TASK OBJECTIVE –
Go through the records below and restate each one word for word.

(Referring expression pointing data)
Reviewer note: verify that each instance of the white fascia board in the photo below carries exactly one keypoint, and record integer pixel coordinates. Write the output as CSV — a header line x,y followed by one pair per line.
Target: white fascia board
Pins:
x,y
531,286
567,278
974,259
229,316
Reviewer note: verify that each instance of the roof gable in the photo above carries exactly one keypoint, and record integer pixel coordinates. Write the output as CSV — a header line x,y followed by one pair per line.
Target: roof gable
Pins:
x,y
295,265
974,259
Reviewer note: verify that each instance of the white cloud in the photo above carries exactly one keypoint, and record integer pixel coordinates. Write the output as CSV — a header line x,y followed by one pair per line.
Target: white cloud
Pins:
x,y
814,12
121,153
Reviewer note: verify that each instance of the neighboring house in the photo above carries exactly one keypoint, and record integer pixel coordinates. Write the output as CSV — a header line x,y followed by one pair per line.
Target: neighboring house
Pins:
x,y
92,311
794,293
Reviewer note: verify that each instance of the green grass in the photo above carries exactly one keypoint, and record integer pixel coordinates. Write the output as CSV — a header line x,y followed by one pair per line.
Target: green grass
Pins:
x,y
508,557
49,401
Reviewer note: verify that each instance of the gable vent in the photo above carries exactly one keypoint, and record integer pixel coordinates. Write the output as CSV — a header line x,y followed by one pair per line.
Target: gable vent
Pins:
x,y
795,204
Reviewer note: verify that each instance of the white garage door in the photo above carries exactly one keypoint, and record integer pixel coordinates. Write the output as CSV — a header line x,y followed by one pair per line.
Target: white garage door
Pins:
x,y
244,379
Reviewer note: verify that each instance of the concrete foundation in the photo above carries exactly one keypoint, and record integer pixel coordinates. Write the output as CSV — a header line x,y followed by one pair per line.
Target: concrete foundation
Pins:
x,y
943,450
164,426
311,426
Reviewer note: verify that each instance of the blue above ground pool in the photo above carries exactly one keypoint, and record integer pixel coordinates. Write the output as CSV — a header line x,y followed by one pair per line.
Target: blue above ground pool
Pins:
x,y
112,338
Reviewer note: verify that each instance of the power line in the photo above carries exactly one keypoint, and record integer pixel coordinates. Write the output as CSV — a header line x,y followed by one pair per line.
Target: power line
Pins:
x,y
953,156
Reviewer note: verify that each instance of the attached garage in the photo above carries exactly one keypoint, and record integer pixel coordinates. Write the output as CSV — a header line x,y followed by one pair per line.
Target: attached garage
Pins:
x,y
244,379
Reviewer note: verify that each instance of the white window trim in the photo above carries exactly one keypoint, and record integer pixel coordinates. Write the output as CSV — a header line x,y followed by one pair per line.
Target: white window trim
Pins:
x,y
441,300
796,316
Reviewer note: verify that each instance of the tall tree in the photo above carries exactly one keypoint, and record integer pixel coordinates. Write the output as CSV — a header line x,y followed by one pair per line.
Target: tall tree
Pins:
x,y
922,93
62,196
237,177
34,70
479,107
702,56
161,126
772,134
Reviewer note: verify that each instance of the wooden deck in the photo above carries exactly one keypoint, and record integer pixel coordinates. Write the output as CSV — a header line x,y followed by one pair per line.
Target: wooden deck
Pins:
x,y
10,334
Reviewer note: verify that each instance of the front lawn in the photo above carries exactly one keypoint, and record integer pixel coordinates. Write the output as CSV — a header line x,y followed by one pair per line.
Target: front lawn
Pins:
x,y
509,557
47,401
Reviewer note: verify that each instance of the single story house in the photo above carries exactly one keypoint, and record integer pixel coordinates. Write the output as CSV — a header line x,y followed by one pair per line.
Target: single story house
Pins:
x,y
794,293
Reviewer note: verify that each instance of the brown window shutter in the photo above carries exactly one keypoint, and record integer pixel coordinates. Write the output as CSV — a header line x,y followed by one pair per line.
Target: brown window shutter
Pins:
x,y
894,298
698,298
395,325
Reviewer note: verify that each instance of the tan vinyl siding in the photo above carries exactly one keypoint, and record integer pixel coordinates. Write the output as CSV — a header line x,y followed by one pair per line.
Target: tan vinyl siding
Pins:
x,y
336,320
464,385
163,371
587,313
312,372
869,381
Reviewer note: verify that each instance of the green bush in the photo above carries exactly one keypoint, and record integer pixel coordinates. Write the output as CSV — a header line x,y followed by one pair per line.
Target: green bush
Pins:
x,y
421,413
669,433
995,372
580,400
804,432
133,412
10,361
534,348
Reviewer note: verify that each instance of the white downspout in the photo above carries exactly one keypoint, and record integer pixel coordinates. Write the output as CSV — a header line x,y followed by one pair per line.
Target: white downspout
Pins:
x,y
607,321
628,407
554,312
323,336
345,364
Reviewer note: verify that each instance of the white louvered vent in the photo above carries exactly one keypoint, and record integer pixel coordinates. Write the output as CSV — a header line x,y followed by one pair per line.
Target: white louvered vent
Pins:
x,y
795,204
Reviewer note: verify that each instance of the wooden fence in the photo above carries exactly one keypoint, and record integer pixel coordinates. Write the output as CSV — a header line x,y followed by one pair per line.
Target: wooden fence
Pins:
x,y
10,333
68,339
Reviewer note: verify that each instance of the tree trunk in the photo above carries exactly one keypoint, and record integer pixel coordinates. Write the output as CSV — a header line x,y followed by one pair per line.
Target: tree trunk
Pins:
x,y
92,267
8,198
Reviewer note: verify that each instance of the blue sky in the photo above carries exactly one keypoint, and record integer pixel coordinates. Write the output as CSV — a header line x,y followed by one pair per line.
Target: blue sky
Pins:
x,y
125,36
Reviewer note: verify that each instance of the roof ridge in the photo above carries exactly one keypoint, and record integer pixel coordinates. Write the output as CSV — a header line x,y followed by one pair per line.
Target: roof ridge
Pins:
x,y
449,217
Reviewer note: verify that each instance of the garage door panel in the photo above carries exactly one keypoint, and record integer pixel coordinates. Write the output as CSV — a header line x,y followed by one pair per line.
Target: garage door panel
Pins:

REPLY TO THE EXERCISE –
Reviewer note: verify that each instance of the white fascia board in the photo below carries exactly one keypoint, and record integer pixel coordinates. Write the output as CSV — a header line x,y followed by one pair per line.
Target: white fascia board
Pins:
x,y
531,286
567,278
974,259
229,316
Reviewer note: verify that each instance of the roof gable in the photo above carries exactly one keypoint, and record integer pixel coordinates. Write the output as CSV — a header line x,y followed by one pair per line.
Target: roof gable
Pins:
x,y
295,265
974,259
Reviewer note: verify that each instance of the white cloud in the photo above carries exactly one keypoint, and record integer pixel coordinates. Write the output as CSV — a header line x,y followed by one pair per line.
Target: white cloud
Pins:
x,y
814,12
121,153
Reviewer note: verify that each instance of the neighboring house in the photo above carries exactly one keypoint, and record integer pixel coordinates. Write the output as CSV — a header line x,y followed by one pair per line.
Target: neighboring house
Pins:
x,y
92,311
794,293
Reviewer note: verify that each instance of the green grass in the photo above carries exactly one keypoint, and record integer pixel coordinates. Write the output as CSV — a header line x,y followed by one pair per line.
Target: green grass
Pins:
x,y
508,557
49,401
Reviewer note: verify that each instance of the gable vent in the photo above carries exactly one keypoint, and record integer pixel coordinates. Write the output as CSV — a header line x,y followed by one pair per line.
Target: gable vent
Pins:
x,y
795,204
Reviewer note: verify that each instance of the white garage door in the photo above carries exactly one keypoint, and record integer pixel coordinates. Write the output as CSV — a header line x,y followed by one pair per line.
Target: white garage door
Pins:
x,y
244,379
Reviewer note: verify that each instance of the concrete foundation in the photo above carries exactly one keypoint, and record integer pixel coordinates. Write the output as CSV — a header line x,y followed by one pair per line.
Target: concrete foundation
Pins:
x,y
943,450
164,426
311,426
Reviewer note: verify that each instance of the blue above ground pool in the photo above carries exactly one keypoint, and record integer pixel coordinates. Write the output as CSV — a header line x,y followed by one pair per line.
Target: blue above ground pool
Pins:
x,y
112,338
Reviewer note: verify that each instance of the power line in the photo above carries exactly one keypoint, and record integer pixel coordinates. Write the output as CSV — a header line x,y followed by one pair per line.
Target: power line
Pins:
x,y
953,156
Reviewer note: verify that each instance of the attached garage in the photo above carries exactly one keypoint, and record integer pixel coordinates. Write the output as CSV — a header line x,y followed by one pair per line.
Target: attached garage
Pins:
x,y
244,379
Reviewer note: verify that each instance of the white window trim in the photo above carries exactly one keypoint, and record integer pixel coordinates. Write the output as CSV — a header line x,y followed by one pair per line.
Target: white window trim
Pins:
x,y
441,300
796,316
Reviewer note: verify that each instance of the tall tree in the photo above carries exactly one keypoint, and record integer pixel coordinates. Write the output as CSV — a header line x,y followed by one pair per line.
Target: tall tree
Pins:
x,y
922,93
62,196
237,177
34,70
479,107
702,56
161,126
772,134
Reviewer note: verify that each instance of the wooden deck in the photo above carries exactly one keypoint, and record integer pixel coordinates. Write the output as CSV — a header line x,y followed by one pair per line.
Target: wooden deck
Pins:
x,y
10,334
Reviewer note: verify that each instance of the front lawn in the photo above carries exactly one keypoint, and record integer pixel coordinates. Write the output as CSV — a header line x,y followed by one pair per line.
Target: front lawn
Pins:
x,y
509,557
47,401
Reviewer note: verify that each instance of the single story house in the photo above carries exactly one keypoint, and record integer pixel coordinates. Write the output as CSV — a header line x,y followed by one pair per line.
Target: single story house
Pins:
x,y
794,293
Reviewer note: verify that each instance of the brown window shutter in the photo above carries exactly one keypoint, and record integer pixel coordinates. Write the output as CSV — a header line x,y followed by one pair per line.
Target: brown window shutter
Pins:
x,y
894,298
698,298
395,325
Reviewer note: verify that each instance of the tan vinyl siding in the photo above carries exactly one keypoint, and record integer pixel coordinates. Write the output as CSV — a header line x,y followed by one pair per line.
Target: tan vinyl siding
Pins:
x,y
336,320
464,385
163,371
587,313
312,372
869,381
Reviewer note: verify that each instance of the green bush in the photo above carries exactly one keypoint, and record integer pixel coordinates. Write the output as CSV — a header line x,y followed by one pair per line.
Target: green bush
Pins:
x,y
421,413
669,433
995,372
580,400
804,432
133,412
10,361
534,348
Reviewer note: verify that each instance of the white downspout in the photo above carries exactly one keypoint, and record integer pixel coordinates. Write the output as CSV — a header line x,y followed by one pair per line.
Target: white downspout
Pins:
x,y
607,321
628,407
554,312
323,336
345,364
Reviewer note: verify that each instance of the white louvered vent in the photo above carries exactly one keypoint, and record integer pixel coordinates. Write the output as CSV — a header line x,y followed by one pair per line.
Target: white louvered vent
Pins:
x,y
795,204
Reviewer note: verify that each instance of the wooden fence in the photo above carries exactly one keypoint, and record integer pixel coordinates. Write the output as CSV — a header line x,y followed by one pair per line.
Target: wooden fence
Pins:
x,y
10,333
68,339
Reviewer note: verify that each instance of the tree trunk in the photo above carries exactly one keypoint, and record integer pixel coordinates. Write the output as CSV — a header line x,y followed by one pair per line.
Target: tree trunk
Pins:
x,y
92,267
8,198
Reviewer note: verify that each instance of the blue sky in the photo above carries exactly one keypoint, and record integer pixel coordinates. Write the output as CSV — a header line x,y followed by one pair per line.
Target: blue sky
Pins:
x,y
125,36
Reviewer note: verify that each instance of the roof ridge in the photo above carries exactly one keypoint, and record integer pixel coordinates. Write the output as CSV — a header line x,y followed by one pair per line.
Target: roof ridge
Pins:
x,y
449,217
Reviewer note: verify that each instance of the garage door panel in the photo above carries exactly one keypoint, and record integer pixel coordinates. Write the output as CSV — a header line x,y followed by one pair per line.
Target: garage door panel
Pins:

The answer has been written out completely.